_Texte présenté_:
+---+

A tel point que les plaintes contre l’Etat pour « déni de justice » se multiplient et les condamnations financières s’accumulent pour l’agent judiciaire de l’Etat.
La loi Macron va t-elle changer la donne ? Il semblerait que non.

« (...) le déni de Justice ne s’entend pas seulement du refus de répondre aux requêtes ou de la négligence à juger les affaires en l’état de l’être, mais plus largement de tout manquement de l’Etat à son devoir de protection juridique de l’individu et notamment du justiciable en droit de voir statuer sur ses prétentions dans un délai raisonnable, conformément aux dispositions de l’article 6 de la Convention européenne des droits de l’Homme ».

C’est au terme de ce type d’attendus que l’agent judiciaire du Trésor, représentant l’Etat français, se trouve de plus en plus fréquemment condamné sur la requête de justiciables éprouvés par l’accroissement du délai de jugement lié à un "renvoi en départage" qui porte à deux, parfois trois ans, le délai pour voir leur affaire jugée par le Conseil de prud’hommes.

Ainsi, les tribunaux civils condamnent régulièrement l’État à indemniser les salariés requérants à des sommes allant de 2.000 euros et 8.500 euros à titre de dommages et intérêts pour le préjudice moral "résultant notamment de l’attente d’une décision et des tensions psychologiques entrainées par l’incertitude ou il s’est trouvé, renforcé par la perte de confiance dans les capacités de la juridiction à répondre à ses missions" [1]

En ce qui concerne la procédure prud’homale, il importe de rappeler qu’elle se déroule en deux phases :
- une première phase de conciliation, qui a généralement lieu le mois suivant la saisine de la juridiction,
- une seconde phase de jugement, en cas d’échec de la conciliation, dont les délais de traitement dépendent surtout de l’application des règles de procédure en matière de communication de pièces et de renvois.

Cette phase de jugement classique n’est pas en cause et on arrive à des délais à peu près raisonnables de jugement par les juges paritaires avec une moyenne nationale des affaires d’environ 11 à 12 mois avec de fortes disparités selon les conseils de prud’hommes (2 ans de procédure à Bobigny ; 6 mois devant le conseil de prud’hommes à Libourne en Gironde pour ne prendre que ces exemples).

+---+

_Exercices à résoudre_:
[1] D'après le texte sur les délais des prud'hommes :
(a) En combien de phases se déroule la procédure prud'homale, et lesquelles ?
(b) Entre quelles sommes vont les dommages et intérêts que les tribunaux civils font payer à l'État ?
(c) Combien de temps dure la procédure devant le conseil de prud'hommes de Libourne ?
[2] Recopiez mot pour mot, dans le texte sur les délais des prud'hommes, le passage qui commence par les mots contenant « La loi Macron » et se termine par « Conseil de prud’hommes. ».

Données d'annotation pour localiser des objets
+---+

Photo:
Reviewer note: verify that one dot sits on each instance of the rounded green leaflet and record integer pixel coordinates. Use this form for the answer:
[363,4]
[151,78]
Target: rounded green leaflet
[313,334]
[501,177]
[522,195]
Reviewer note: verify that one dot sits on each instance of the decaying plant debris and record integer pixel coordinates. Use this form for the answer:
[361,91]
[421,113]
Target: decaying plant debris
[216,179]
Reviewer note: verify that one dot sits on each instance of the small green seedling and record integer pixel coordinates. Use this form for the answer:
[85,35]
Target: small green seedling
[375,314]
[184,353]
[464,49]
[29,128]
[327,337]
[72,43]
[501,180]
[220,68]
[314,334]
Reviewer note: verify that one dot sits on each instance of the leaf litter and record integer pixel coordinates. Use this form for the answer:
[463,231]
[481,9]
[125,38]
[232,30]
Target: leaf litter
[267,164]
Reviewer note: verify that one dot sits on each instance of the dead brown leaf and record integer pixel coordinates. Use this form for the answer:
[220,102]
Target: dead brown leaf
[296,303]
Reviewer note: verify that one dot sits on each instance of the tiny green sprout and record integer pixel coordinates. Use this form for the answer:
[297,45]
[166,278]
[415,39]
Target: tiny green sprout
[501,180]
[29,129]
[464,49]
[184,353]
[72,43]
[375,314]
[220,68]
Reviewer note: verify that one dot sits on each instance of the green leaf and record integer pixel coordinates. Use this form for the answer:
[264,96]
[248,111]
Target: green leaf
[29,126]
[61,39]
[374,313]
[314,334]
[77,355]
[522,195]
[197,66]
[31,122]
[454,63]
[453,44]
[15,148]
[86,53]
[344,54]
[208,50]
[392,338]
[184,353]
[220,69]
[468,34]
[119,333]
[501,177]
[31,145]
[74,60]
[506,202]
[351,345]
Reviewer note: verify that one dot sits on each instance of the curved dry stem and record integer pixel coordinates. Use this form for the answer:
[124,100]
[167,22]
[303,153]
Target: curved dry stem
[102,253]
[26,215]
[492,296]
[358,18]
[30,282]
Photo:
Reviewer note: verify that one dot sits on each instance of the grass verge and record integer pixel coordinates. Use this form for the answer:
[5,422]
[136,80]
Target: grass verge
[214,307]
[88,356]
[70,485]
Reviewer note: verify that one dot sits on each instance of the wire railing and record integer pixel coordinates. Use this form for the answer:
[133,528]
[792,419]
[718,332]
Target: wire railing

+---+

_Corrigé des exercices_:
[1]
(a) En deux phases : une phase de conciliation, puis une phase de jugement.
(b) Entre 2.000 euros et 8.500 euros.
(c) 6 mois.

[2]
La loi Macron va t-elle changer la donne ? Il semblerait que non.

« (...) le déni de Justice ne s’entend pas seulement du refus de répondre aux requêtes ou de la négligence à juger les affaires en l’état de l’être, mais plus largement de tout manquement de l’Etat à son devoir de protection juridique de l’individu et notamment du justiciable en droit de voir statuer sur ses prétentions dans un délai raisonnable, conformément aux dispositions de l’article 6 de la Convention européenne des droits de l’Homme ».

C’est au terme de ce type d’attendus que l’agent judiciaire du Trésor, représentant l’Etat français, se trouve de plus en plus fréquemment condamné sur la requête de justiciables éprouvés par l’accroissement du délai de jugement lié à un "renvoi en départage" qui porte à deux, parfois trois ans, le délai pour voir leur affaire jugée par le Conseil de prud’hommes.